[Lines of data]
┌────────

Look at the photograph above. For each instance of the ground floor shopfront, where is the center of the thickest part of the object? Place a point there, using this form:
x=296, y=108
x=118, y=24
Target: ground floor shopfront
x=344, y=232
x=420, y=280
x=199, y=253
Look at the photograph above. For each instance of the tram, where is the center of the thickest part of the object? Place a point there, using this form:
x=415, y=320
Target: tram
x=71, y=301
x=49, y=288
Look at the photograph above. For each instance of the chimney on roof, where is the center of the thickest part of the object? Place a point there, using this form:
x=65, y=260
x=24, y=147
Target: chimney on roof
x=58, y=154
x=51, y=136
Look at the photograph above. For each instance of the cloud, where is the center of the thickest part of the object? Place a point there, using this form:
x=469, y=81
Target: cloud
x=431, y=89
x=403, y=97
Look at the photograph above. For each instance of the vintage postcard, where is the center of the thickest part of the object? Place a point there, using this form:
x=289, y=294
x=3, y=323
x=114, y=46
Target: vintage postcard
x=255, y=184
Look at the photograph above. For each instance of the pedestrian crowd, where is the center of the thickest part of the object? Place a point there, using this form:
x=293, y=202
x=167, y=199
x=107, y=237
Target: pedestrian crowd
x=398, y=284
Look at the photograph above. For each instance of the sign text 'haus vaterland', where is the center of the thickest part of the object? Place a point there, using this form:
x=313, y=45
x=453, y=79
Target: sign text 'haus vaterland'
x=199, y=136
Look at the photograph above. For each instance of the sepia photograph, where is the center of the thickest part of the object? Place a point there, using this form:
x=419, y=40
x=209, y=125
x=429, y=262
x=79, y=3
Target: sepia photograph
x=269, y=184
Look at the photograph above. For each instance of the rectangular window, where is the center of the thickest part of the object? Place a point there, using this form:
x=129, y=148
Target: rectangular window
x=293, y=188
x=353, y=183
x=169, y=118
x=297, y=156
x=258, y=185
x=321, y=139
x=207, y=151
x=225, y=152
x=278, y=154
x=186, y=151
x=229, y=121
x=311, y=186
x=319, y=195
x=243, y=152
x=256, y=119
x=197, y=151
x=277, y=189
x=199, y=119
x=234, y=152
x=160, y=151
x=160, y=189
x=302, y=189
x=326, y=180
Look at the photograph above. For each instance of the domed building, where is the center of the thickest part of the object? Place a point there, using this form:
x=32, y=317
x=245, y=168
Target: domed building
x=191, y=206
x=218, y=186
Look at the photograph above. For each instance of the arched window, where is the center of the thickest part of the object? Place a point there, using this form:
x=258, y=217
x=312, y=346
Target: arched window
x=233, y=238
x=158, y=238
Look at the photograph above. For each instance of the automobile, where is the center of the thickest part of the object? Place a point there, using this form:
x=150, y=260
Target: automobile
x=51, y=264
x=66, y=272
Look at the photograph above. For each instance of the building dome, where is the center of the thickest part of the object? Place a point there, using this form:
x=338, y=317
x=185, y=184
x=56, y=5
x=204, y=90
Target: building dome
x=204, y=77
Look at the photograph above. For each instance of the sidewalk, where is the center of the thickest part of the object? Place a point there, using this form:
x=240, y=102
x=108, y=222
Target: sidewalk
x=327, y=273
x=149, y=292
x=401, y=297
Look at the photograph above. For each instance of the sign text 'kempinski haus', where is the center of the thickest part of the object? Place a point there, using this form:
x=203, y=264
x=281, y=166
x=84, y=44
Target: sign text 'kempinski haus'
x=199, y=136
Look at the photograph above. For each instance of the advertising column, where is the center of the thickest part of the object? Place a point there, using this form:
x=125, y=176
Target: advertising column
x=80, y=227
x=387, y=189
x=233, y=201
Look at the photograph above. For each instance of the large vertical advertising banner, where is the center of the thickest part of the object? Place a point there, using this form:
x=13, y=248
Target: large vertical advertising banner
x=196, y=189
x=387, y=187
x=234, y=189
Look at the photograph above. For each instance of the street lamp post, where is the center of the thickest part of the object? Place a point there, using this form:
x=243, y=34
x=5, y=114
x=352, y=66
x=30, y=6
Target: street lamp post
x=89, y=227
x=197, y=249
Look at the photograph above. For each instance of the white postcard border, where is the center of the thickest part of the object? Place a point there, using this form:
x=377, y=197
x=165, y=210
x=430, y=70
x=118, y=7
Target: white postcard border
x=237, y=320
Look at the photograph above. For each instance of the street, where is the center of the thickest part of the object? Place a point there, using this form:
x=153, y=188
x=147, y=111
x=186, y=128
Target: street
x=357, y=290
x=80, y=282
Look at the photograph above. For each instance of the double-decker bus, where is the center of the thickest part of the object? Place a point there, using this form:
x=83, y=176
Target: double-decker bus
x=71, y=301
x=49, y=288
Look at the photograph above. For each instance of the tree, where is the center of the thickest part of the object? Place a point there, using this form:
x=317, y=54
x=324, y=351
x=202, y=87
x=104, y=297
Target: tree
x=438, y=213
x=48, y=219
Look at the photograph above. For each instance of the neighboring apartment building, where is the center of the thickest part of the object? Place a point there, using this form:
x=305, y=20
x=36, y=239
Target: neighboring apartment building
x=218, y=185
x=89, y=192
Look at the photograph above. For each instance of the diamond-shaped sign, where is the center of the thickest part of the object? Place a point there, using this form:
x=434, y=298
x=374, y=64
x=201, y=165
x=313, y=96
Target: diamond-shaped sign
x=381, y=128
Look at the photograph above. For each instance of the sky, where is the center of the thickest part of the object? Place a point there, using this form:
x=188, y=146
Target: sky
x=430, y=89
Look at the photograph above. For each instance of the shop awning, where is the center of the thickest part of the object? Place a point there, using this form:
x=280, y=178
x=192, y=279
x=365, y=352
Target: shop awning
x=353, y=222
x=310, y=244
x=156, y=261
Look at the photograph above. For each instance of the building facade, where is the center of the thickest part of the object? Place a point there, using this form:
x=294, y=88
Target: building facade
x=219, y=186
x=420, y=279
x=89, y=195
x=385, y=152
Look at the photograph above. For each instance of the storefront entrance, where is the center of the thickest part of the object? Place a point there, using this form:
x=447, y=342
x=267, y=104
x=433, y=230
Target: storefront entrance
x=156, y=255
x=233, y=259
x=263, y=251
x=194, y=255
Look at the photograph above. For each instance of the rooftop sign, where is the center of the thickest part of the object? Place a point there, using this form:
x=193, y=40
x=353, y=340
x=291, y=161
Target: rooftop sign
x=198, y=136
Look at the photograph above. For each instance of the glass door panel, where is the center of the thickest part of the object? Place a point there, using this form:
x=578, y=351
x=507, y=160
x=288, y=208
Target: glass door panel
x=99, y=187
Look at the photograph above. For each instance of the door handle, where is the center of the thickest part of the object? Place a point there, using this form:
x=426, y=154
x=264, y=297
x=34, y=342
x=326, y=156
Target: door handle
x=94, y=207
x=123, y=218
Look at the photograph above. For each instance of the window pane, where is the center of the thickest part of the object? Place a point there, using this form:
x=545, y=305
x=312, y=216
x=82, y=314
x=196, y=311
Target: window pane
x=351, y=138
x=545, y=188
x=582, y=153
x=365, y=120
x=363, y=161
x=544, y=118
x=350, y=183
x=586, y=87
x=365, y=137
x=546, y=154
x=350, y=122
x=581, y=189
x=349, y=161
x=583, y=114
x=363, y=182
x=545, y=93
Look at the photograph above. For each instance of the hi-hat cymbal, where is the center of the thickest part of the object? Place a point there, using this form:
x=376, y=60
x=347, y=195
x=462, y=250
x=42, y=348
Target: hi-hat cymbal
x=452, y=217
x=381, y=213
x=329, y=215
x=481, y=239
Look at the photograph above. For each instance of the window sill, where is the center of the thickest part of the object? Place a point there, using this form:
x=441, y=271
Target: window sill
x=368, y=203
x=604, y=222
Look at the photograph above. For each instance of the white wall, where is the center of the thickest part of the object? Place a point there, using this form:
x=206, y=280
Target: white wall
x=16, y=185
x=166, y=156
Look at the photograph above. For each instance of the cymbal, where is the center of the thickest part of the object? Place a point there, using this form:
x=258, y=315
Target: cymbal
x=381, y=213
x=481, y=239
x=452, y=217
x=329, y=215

└────────

Work to be completed —
Rewrite everything from the start of the items down to the line containing "x=51, y=136", swapping "tram" for "streetcar" and keeping everything else the same.

Result —
Look at the photograph above. For each instance of the ground floor shopfront, where is the center of the thickest part of the object? Place a point there, using this form:
x=296, y=108
x=118, y=24
Target: ground floor shopfront
x=344, y=232
x=420, y=280
x=199, y=253
Look at the photograph above. For each instance of the streetcar, where is the center of the thickest part of the object? Place a point there, using this form:
x=415, y=320
Target: streetcar
x=71, y=301
x=49, y=288
Look at the photograph above. For each instance of the chimney on roof, where is the center of the thickest part of the object? Place a point there, using this form:
x=65, y=260
x=24, y=147
Target: chimney on roof
x=58, y=154
x=51, y=136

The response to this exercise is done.